-- START OF Selected text --

Will I make it to all of them? And will all of them live up to my expectations? Perhaps not, but Dr. Seuss had the right philosophy as laid out in Oh, the Places You’ll Go, the last book before his death:

“You’re off to Great Places!
You’re off and away!

You have brains in your head.
You have feet in your shoes.
You can steer yourself
any direction you choose.
You’re on your own. And you know what you know.
And YOU are the guy who’ll decide where to go.”

As Dr. Seuss recognized, tough decisions are necessary because there are far, far too many places to go than we can actually go.

“You will come to a place where the streets are not marked.
Some windows are lighted. But mostly they’re darked.
A place you could sprain both your elbow and chin!
Do you dare to stay out? Do you dare to go in?
How much can you lose? How much can you win?

Philosopher and student of human nature that he was, Dr. Seuss acknowledged that some decisions will prove disappointing:

“I’m afraid that some times
you’ll play lonely games too.
Games you can’t win
’cause you’ll play against you.
All Alone!”

However, Dr. Seuss knew that the overall journey will be worthwhile:

“On and on you will hike
and I know you’ll hike far
and face up to your problems
whatever they are.

You’ll get mixed up, of course,
as you already know.
You’ll get mixed up
with many strange birds as you go.
So be sure when you step.
Step with care and great tact
and remember that Life’s
a Great Balancing Act.”

In Old Town, Tallinn

Due to my transition back to the United States, I fell behind in my posts, so this one recaps my early December visit to Tallinn:

My 4 months in the Baltics took me to 6 Old Towns, some of them more than once—Kaunas, Vilnius and Klaipeda in Lithuania, Riga in Latvia and Tartu—and finally Tallinn—in Estonia. I never tired of the wonder of wandering along winding cobblestoned streets amid buildings that have survived fires, wars, economic collapses and invasions since long before the United States gained its independence.

-- END OF Selected text --

Task goal >>
Reproduce everything in the travel post from "You have brains" down to "can you win?", keeping every word and line break unchanged.

-- START OF Listed entries --

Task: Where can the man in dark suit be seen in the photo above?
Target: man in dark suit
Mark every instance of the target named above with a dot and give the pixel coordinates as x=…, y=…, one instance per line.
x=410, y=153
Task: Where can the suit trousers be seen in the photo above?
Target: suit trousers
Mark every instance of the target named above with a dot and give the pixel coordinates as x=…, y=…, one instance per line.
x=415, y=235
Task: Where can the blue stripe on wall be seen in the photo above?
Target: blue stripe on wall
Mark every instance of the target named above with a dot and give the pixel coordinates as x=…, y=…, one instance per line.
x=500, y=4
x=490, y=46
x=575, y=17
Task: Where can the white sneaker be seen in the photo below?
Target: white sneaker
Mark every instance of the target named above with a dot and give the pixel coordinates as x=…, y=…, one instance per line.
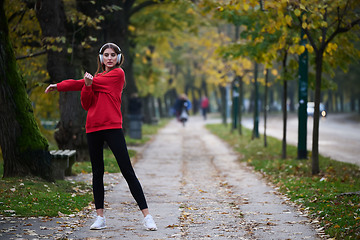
x=149, y=223
x=99, y=223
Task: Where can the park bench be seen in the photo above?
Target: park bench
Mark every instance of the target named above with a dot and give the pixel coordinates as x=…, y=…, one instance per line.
x=62, y=161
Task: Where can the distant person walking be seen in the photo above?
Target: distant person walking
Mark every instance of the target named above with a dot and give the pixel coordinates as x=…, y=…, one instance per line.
x=101, y=98
x=182, y=107
x=204, y=106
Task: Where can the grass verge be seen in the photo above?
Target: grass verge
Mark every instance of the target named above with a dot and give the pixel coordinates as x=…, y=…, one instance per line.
x=321, y=195
x=31, y=196
x=35, y=197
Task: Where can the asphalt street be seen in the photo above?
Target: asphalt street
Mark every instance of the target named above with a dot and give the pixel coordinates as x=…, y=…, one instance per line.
x=339, y=134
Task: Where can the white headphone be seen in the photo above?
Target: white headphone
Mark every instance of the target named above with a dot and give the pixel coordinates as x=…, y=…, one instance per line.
x=101, y=55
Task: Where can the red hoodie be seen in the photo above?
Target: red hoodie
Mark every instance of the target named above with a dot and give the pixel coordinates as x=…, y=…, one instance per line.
x=102, y=99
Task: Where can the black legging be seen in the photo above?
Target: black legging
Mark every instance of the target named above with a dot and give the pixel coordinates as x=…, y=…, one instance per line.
x=116, y=141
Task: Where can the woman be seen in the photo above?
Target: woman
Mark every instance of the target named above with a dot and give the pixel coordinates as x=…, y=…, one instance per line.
x=101, y=97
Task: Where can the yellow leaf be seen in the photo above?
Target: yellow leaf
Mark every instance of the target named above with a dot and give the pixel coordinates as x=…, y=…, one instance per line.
x=246, y=7
x=274, y=72
x=288, y=20
x=131, y=28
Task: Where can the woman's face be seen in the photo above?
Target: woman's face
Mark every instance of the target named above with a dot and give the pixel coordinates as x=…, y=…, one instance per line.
x=110, y=58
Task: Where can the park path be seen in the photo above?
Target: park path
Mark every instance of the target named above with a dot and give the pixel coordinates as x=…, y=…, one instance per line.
x=197, y=189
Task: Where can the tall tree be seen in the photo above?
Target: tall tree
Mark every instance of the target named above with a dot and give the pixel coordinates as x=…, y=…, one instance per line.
x=323, y=22
x=25, y=150
x=52, y=19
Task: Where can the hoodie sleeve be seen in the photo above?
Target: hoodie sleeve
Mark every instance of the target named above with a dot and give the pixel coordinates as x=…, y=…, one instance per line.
x=87, y=97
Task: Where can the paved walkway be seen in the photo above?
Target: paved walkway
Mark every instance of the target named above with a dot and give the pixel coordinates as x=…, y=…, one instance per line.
x=196, y=189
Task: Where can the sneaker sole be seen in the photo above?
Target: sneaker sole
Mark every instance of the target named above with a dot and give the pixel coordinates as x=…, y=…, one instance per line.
x=151, y=229
x=99, y=228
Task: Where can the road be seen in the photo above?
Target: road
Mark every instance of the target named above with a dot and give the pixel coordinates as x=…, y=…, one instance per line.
x=339, y=136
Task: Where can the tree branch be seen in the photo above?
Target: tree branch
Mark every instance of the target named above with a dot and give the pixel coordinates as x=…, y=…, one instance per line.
x=31, y=55
x=342, y=30
x=143, y=5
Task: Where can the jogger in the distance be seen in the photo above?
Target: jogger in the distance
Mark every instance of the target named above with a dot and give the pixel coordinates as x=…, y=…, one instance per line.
x=101, y=98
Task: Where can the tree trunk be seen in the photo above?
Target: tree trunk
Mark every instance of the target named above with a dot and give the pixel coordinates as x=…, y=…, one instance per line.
x=265, y=105
x=284, y=107
x=71, y=132
x=241, y=102
x=223, y=105
x=24, y=149
x=315, y=140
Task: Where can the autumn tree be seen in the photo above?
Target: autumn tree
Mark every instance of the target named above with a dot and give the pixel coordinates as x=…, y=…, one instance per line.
x=330, y=28
x=25, y=150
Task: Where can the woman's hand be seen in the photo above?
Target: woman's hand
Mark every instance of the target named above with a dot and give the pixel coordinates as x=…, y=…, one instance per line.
x=50, y=88
x=88, y=79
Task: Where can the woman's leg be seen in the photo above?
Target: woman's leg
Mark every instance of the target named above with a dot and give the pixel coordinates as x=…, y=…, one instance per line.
x=116, y=141
x=96, y=144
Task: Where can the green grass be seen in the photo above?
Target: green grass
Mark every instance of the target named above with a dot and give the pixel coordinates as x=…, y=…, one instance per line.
x=319, y=195
x=33, y=196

-- END OF Listed entries --

Result for this exercise >>
You have brains in your head.
You have feet in your shoes.
You can steer yourself
any direction you choose.
You’re on your own. And you know what you know.
And YOU are the guy who’ll decide where to go.”

As Dr. Seuss recognized, tough decisions are necessary because there are far, far too many places to go than we can actually go.

“You will come to a place where the streets are not marked.
Some windows are lighted. But mostly they’re darked.
A place you could sprain both your elbow and chin!
Do you dare to stay out? Do you dare to go in?
How much can you lose? How much can you win?